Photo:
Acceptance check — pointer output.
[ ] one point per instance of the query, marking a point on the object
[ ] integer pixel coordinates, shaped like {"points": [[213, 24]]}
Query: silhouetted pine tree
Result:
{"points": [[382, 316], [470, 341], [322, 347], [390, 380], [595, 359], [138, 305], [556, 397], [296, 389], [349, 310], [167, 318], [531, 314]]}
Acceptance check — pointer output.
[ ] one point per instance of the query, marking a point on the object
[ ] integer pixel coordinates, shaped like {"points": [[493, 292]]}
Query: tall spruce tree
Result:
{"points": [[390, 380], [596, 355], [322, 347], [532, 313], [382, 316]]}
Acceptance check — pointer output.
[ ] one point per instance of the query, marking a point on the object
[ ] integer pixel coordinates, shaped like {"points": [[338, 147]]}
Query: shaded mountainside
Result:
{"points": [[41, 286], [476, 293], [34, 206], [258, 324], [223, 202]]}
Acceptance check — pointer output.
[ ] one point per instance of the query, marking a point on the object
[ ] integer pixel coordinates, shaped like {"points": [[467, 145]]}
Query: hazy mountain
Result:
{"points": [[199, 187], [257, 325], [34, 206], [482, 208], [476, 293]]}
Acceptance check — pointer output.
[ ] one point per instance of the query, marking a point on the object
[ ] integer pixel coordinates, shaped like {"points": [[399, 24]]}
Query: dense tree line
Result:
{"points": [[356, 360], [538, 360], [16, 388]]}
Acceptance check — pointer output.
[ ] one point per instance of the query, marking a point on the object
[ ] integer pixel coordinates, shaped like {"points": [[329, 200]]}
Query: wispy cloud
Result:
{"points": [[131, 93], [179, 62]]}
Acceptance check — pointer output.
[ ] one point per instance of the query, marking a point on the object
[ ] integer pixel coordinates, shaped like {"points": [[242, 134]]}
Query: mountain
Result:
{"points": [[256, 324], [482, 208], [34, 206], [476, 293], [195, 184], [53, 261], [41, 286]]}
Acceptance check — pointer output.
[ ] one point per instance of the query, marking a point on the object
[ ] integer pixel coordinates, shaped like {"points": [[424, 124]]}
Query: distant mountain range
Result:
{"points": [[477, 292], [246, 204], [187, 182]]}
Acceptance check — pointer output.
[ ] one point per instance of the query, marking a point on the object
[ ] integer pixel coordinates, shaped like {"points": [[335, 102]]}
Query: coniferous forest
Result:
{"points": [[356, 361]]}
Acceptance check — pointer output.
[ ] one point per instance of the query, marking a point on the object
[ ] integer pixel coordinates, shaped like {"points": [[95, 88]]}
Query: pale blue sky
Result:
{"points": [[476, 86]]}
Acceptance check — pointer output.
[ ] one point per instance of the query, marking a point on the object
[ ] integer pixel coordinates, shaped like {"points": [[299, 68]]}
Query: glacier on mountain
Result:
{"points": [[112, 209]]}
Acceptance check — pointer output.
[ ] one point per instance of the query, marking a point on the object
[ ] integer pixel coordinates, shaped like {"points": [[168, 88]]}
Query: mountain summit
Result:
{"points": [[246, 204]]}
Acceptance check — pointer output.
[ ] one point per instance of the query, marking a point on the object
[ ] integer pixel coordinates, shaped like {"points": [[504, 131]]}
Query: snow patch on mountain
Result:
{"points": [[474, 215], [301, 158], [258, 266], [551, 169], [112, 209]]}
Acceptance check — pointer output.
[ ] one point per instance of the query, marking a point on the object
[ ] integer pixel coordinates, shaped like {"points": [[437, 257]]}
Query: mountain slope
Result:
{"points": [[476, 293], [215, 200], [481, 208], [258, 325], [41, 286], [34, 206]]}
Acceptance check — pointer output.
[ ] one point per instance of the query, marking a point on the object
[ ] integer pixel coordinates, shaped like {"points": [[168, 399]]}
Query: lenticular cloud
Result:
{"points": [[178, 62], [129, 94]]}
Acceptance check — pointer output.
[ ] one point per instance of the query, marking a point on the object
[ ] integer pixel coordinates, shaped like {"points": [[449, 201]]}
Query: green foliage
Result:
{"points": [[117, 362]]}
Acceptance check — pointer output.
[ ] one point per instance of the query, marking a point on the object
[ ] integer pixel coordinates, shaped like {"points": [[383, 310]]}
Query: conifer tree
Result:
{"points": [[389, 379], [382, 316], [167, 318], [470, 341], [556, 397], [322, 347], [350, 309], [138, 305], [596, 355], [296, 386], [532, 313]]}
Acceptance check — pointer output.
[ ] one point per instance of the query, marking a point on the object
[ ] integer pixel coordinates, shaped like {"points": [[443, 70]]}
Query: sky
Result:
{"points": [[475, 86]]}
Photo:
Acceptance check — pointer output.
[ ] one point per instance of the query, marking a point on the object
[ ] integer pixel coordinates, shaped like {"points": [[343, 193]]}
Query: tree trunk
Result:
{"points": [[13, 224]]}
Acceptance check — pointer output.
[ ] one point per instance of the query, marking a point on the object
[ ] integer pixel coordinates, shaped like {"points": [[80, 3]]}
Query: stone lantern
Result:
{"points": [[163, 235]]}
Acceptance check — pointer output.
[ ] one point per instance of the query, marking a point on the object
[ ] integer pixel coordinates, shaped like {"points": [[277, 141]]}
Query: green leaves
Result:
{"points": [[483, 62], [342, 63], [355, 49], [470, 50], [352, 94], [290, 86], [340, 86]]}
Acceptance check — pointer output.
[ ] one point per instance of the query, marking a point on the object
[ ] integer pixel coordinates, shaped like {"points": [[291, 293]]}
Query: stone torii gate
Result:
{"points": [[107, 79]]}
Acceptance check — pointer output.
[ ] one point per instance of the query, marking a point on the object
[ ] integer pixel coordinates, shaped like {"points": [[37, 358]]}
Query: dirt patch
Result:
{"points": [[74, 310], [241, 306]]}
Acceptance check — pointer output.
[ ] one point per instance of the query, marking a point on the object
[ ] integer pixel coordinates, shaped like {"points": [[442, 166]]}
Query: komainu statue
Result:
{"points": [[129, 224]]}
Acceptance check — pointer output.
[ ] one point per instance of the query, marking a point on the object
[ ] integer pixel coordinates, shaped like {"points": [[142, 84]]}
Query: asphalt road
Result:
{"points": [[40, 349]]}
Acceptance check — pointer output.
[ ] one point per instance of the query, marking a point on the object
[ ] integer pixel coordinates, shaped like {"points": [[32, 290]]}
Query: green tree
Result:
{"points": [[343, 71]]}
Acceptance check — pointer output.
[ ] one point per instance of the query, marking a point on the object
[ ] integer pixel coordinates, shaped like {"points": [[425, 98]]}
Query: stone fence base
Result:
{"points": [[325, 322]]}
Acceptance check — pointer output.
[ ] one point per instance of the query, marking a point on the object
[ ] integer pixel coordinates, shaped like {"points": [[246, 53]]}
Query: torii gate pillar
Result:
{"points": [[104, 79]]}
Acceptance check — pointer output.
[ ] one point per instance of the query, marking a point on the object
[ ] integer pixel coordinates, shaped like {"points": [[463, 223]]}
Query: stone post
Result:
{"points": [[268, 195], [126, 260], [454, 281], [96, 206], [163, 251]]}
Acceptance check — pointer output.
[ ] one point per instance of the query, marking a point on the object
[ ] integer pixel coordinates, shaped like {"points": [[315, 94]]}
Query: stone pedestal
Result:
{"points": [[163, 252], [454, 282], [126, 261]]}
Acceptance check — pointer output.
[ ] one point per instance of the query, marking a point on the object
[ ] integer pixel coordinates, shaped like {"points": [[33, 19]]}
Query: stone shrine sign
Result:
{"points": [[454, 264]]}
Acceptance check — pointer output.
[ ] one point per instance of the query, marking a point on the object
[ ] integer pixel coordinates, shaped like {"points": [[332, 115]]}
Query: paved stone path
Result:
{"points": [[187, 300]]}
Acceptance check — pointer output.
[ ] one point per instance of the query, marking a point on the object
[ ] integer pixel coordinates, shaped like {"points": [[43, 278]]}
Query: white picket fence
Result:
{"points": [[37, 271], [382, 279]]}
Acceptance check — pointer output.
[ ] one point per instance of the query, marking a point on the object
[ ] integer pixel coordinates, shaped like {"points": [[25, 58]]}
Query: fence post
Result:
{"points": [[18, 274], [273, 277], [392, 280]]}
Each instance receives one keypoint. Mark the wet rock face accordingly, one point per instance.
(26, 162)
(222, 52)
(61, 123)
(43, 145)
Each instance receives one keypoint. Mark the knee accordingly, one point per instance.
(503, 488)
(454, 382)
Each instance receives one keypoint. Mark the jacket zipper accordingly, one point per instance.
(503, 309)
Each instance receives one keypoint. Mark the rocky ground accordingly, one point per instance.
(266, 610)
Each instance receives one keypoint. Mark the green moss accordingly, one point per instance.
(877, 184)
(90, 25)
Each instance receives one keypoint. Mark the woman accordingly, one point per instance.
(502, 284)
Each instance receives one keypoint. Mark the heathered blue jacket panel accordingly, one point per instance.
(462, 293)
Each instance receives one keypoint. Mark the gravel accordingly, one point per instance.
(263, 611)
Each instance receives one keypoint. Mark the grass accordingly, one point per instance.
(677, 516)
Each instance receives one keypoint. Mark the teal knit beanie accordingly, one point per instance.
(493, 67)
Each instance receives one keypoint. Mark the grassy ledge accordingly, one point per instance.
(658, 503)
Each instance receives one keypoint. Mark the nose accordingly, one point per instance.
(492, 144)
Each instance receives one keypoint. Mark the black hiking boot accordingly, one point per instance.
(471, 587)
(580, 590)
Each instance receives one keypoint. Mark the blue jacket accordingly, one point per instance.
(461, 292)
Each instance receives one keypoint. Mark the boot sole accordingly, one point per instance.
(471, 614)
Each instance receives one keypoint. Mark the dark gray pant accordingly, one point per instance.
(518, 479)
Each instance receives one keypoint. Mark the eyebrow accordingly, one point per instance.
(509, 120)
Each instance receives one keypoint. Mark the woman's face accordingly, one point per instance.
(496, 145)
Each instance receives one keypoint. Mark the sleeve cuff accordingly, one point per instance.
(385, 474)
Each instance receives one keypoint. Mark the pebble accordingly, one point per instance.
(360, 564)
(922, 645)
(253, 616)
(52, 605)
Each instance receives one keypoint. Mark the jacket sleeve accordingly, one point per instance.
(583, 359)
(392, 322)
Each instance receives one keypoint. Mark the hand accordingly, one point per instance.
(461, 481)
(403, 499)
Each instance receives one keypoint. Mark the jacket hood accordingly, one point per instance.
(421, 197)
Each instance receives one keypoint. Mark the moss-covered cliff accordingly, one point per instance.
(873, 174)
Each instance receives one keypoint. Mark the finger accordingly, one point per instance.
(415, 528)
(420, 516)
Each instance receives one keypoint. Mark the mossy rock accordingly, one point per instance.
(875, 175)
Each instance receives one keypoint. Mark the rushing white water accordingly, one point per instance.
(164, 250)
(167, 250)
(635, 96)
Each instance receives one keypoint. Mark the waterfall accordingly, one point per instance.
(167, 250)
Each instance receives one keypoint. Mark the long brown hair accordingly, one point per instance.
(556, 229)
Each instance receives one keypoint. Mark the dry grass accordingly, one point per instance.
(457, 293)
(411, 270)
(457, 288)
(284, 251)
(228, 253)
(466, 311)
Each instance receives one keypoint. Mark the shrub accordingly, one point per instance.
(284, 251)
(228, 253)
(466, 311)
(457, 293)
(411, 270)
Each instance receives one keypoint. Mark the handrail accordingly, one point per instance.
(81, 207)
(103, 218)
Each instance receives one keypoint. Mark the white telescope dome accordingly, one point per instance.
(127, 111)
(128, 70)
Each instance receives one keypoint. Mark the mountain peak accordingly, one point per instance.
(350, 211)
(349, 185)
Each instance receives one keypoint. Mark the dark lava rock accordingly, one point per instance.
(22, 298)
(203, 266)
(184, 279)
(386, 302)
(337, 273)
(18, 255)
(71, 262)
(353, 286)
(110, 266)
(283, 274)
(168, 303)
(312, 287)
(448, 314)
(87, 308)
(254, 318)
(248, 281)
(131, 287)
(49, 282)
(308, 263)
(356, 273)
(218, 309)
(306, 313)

* Your instructions
Out of the lines in the listing, count the ones with the word "fence", then give only the number.

* Expected output
3